- [Task prompt] Go through the items below and copy out every line that contains the string "center".

- [Given information]
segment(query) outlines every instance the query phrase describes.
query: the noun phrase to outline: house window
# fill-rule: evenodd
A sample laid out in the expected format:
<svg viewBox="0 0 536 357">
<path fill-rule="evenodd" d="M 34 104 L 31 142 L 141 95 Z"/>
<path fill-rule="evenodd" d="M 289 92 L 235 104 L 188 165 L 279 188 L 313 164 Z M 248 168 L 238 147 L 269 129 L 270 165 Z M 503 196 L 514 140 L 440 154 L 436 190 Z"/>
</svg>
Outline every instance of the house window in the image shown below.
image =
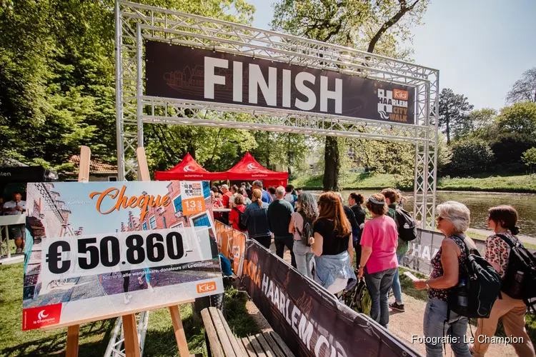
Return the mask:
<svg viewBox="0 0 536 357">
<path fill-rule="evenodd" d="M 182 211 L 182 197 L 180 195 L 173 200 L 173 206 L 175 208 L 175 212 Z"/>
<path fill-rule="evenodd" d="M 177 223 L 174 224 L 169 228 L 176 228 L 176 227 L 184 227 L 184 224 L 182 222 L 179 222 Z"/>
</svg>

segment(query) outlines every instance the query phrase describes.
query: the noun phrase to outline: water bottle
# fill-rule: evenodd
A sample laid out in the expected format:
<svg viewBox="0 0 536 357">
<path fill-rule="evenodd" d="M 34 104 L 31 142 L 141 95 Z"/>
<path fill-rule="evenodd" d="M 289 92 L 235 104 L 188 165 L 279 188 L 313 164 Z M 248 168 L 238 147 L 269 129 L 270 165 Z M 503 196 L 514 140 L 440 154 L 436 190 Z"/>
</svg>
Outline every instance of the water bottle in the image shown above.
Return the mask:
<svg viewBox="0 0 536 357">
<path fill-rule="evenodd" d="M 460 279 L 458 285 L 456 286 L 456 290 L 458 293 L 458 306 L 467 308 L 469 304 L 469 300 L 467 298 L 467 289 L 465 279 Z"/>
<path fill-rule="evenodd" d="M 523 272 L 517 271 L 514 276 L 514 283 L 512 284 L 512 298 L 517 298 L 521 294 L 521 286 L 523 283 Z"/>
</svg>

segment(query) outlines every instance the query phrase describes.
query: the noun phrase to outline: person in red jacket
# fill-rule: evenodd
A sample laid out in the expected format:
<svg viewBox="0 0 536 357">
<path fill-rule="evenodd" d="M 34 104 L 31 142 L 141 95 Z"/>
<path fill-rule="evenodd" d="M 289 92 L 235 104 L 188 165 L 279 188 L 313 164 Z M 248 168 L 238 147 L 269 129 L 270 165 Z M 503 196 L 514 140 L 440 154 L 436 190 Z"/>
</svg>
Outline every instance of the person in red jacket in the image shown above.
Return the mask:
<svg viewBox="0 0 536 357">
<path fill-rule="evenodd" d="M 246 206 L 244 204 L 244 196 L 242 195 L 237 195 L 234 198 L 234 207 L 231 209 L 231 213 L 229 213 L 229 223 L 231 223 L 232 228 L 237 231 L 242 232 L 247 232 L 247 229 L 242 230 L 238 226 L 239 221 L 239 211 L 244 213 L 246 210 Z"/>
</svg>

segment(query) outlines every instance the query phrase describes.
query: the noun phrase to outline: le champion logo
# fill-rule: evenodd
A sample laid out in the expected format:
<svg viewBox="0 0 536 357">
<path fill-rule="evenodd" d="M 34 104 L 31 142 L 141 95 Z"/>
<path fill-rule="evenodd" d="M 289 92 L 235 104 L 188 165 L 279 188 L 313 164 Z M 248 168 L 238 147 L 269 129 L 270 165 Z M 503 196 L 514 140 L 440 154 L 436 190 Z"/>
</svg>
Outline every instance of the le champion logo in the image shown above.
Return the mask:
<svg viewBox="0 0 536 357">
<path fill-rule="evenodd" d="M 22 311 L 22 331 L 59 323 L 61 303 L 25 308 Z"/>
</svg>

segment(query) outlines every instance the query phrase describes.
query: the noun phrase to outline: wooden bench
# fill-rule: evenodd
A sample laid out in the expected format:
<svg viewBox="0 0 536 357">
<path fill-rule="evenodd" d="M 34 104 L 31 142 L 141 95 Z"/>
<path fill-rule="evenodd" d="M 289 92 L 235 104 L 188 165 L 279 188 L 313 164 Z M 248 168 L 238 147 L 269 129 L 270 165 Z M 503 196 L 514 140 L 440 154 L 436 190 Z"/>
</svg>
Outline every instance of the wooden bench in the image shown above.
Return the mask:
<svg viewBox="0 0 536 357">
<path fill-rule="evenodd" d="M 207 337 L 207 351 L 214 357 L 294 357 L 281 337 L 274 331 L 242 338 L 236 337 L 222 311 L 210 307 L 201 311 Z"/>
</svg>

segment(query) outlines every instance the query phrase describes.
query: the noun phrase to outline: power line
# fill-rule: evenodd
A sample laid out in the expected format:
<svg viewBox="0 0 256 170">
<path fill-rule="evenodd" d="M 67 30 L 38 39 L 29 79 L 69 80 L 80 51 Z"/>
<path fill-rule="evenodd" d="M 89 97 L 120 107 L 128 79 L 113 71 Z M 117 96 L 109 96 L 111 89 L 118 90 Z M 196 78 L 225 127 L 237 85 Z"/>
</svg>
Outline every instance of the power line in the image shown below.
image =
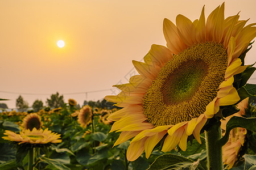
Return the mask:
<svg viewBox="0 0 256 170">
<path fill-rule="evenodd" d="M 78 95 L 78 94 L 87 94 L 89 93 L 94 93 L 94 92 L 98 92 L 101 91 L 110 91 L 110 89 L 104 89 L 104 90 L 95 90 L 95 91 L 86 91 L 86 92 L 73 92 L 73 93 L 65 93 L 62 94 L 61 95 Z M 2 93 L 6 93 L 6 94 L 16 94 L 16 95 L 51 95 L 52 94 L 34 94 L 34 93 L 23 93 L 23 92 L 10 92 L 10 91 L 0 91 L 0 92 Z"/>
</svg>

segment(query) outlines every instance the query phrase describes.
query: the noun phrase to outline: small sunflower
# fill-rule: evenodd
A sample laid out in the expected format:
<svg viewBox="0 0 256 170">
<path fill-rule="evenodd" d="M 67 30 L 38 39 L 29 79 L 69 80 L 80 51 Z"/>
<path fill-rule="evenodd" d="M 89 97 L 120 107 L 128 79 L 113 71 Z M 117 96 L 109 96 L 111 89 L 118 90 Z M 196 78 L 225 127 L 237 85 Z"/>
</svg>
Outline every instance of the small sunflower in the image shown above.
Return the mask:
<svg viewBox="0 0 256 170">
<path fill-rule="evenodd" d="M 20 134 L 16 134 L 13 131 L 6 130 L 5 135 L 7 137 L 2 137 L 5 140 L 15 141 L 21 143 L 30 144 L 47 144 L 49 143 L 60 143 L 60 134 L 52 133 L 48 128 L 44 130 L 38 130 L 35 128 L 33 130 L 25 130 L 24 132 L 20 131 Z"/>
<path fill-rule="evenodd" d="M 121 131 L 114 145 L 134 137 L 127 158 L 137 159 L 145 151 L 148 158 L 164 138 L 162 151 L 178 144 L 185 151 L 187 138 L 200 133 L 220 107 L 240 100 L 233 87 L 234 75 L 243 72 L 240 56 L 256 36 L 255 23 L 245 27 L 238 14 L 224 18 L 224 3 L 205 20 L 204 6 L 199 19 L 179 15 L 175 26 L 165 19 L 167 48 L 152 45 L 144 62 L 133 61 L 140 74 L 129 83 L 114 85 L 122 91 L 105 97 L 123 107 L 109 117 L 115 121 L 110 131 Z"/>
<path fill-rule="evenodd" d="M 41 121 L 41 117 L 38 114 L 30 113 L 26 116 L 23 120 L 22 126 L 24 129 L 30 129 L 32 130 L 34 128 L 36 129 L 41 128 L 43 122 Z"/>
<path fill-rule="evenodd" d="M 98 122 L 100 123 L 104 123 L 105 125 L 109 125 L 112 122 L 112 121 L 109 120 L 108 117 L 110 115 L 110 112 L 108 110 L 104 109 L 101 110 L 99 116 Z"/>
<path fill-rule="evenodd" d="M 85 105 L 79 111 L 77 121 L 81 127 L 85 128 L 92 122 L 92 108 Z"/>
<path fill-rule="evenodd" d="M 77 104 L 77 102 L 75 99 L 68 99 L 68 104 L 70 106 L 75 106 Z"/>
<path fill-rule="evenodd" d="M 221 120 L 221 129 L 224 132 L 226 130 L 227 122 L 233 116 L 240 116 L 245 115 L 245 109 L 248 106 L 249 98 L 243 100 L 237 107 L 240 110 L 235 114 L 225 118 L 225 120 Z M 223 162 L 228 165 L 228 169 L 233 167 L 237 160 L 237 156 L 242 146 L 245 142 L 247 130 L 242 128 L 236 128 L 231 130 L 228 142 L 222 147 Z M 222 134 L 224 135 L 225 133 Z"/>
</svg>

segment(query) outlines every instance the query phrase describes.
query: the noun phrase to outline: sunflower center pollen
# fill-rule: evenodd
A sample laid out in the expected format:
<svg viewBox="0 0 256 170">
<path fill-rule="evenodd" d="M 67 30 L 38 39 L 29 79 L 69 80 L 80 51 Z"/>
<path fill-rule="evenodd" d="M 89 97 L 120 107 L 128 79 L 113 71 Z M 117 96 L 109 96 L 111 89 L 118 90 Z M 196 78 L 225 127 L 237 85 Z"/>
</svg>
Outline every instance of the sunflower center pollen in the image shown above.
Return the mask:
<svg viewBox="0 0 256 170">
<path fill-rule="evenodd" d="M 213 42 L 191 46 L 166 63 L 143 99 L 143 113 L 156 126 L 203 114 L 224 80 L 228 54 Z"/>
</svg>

- [Answer to this task]
query: the noun phrase to outline: sunflower center pollen
Outline every instance of the sunflower center pollen in the image shown above.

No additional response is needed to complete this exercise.